Goal: Reproduce, without any change, everything in the records below from the line containing "of the hanging" down through the final line, including both ends.

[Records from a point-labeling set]
==================================================
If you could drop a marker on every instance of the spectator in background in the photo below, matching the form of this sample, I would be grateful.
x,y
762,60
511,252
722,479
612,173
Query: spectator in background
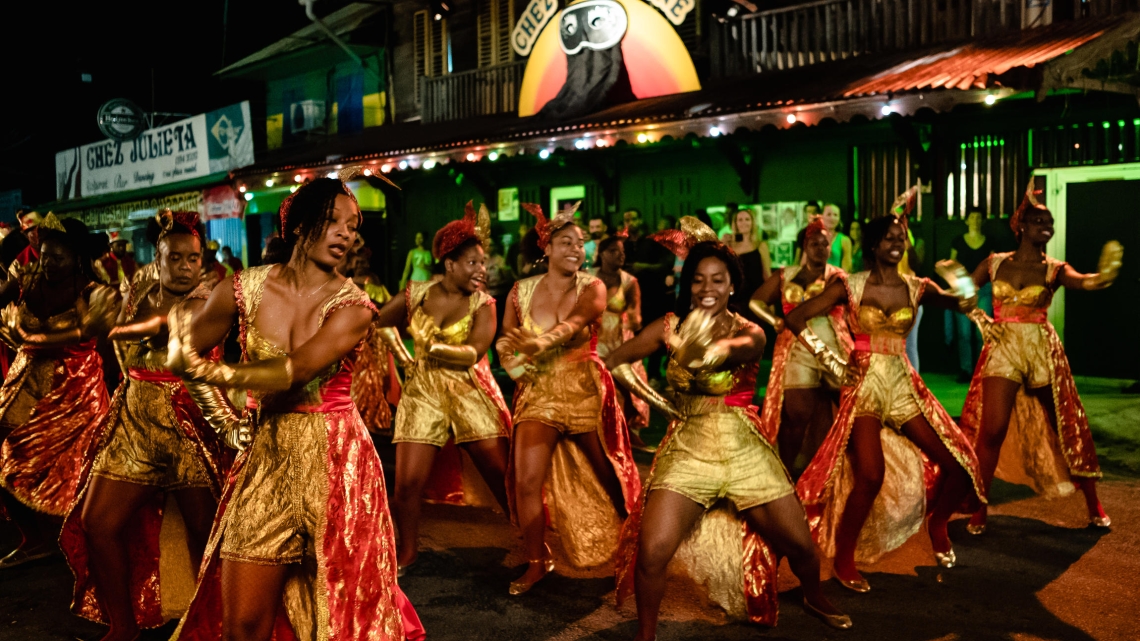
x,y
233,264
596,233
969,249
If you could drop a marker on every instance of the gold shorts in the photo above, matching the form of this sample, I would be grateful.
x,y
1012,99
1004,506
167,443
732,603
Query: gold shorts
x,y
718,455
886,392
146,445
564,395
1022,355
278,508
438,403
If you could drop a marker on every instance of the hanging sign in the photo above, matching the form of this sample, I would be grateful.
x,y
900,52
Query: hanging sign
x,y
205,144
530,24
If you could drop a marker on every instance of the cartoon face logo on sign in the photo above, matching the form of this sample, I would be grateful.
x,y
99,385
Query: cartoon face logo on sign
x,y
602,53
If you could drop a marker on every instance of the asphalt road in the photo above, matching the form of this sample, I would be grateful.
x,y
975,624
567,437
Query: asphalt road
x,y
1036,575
==================================================
Solution below:
If you could drop a marker on every instance of the hanging sign in the photo above, matching the form of this sample, I would be grateful.
x,y
900,52
Query: hanging sign
x,y
205,144
530,24
If you could drop a marker on every instance of the cartoon face logo on sign in the photo above, matching the form of this sample, I would be grateful.
x,y
99,385
Query: cartoon face logo on sign
x,y
602,53
If you could drop a marker on every instance of the asphalt road in the photo above, matching the form of this sample, I would be grateful.
x,y
975,624
567,437
Query: asphalt road
x,y
1036,575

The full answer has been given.